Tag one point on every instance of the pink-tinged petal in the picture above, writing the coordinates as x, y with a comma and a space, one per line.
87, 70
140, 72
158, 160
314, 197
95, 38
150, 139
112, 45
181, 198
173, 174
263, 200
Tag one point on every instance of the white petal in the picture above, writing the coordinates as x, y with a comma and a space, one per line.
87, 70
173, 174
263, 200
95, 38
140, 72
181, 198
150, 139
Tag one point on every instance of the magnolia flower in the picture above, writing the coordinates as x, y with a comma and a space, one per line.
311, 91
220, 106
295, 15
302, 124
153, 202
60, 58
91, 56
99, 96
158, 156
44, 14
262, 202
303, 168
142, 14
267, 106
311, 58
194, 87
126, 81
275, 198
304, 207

- WHAT TO DO -
Nothing outside the span should appear: transcribe the lines from the one containing "Tag one point on every instance of the magnolia" through the last line of the records.

- RESPONSE BELOW -
Tag one point on every instance of the magnolia flower in the picture above, writing the coordinates as x, y with a comma and a space, one per line.
311, 91
220, 106
295, 15
302, 124
153, 202
60, 58
91, 56
99, 96
158, 156
44, 14
262, 202
303, 168
142, 14
267, 106
311, 58
194, 87
126, 81
275, 198
304, 207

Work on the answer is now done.